Write out again the lines from the one containing "information sign you can see." through the end of the records, keeping the requests as they are. Multiply every box coordinate in the answers by 1.1 and round each result to a whole number, with halves rounded up.

(Records from a data collection)
= = = =

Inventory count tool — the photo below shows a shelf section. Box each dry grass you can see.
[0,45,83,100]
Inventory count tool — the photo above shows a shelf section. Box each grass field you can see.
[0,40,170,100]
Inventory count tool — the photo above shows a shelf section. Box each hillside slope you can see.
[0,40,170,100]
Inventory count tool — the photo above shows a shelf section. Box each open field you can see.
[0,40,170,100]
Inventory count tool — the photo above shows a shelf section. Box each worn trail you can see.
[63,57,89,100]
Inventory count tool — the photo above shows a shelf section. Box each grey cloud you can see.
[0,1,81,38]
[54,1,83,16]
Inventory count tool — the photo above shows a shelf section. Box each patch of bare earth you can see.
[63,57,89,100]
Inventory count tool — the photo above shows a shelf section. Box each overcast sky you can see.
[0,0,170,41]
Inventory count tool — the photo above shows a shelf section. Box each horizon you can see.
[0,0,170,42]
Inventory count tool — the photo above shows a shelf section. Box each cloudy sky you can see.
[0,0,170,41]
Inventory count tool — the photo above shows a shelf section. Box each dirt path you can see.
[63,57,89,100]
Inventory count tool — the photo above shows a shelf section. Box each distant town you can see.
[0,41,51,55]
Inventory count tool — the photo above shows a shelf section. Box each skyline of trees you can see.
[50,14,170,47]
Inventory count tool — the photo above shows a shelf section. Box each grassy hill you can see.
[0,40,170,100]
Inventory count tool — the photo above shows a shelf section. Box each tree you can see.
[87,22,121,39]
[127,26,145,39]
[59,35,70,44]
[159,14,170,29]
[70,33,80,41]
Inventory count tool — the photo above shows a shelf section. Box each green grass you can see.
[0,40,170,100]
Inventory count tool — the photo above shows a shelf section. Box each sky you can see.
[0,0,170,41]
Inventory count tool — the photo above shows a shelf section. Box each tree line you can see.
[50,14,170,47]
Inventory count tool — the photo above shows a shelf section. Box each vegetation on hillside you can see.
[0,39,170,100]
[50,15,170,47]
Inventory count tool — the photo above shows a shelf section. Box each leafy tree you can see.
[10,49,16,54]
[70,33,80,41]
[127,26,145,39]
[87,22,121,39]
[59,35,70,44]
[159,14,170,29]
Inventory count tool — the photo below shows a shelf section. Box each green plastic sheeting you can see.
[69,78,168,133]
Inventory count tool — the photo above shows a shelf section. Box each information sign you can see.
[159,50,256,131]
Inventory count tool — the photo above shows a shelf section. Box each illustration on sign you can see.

= = = =

**Solution to this task**
Inventory count tool — the photo above shows a shelf section. Box each information sign you can see.
[175,55,282,144]
Inventory count tool — the photo above shows a shelf section. Box each illustration on sign you can see.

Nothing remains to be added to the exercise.